## Task requirements
1. Translate this sentence from the passage on energy and fracking opinion into Spanish: "College graduates were split evenly in their views on fracking, while a majority of those who did not graduate college support fracking."
2. In the passage on energy and fracking opinion, what share of Republicans are in favor of fracking?
3. Go on with the passage on energy and fracking opinion from its final sentence.

## Supplied text
--------------------

Results revealed that a third of Republicans viewed development of alternative energy sources as more important than oil, natural gas and traditional sources, while 59 percent viewed the traditional sources as a more important priority (last year Republicans were evenly divided). Democrats were about 30 percent more likely than Republicans to favor increased federal funding for alternative energy research. Meanwhile, the general public still views alternative energy as a more important priority than traditional sources, but by a significantly smaller window than last year.

Additionally, men favor fracking by about two-to-one, while women are evenly split. That's among those who have heard "at least a little" about the practice. Age and regional location weren't determined to have much influence on opinion, but there was a definite chasm based on education.

College graduates were split evenly in their views on fracking, while a majority of those who did not graduate college support fracking.

But party affiliation trumped gender and education as the strongest determining factor, with three-quarters of Republicans in favor of fracking, compared with one-third of Democrats.

--------------------

## Listing
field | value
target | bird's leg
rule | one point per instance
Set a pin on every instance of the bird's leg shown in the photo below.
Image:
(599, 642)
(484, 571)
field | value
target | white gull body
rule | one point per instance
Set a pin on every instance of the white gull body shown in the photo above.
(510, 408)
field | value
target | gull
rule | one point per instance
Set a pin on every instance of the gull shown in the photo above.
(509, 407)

--------------------

## Results for the exercise
1. Los graduados universitarios estaban divididos por igual en sus opiniones sobre el fracking, mientras que la mayoría de quienes no se graduaron de la universidad apoya el fracking.

2. Three-quarters of Republicans favor fracking.

3.
"What's changed is the emphasis [on traditional sources rather than alternatives], and I think that's a short-term phenomenon," Doherty says. "When gas prices go up, the public gets more anxious about the supply side."

Doherty draws the connection to gas prices based on another Pew study, which tracked the news people were hearing about the economy. In that study, 85 percent of people responded that they were hearing bad news about gas prices. As for the other 15 percent, most said they heard mixed news (or perhaps they didn't hear the question correctly).

"This is an issue that may well gain greater visibility in years to come," Doherty says. As for what the future might hold, Pew couldn't venture a guess at that.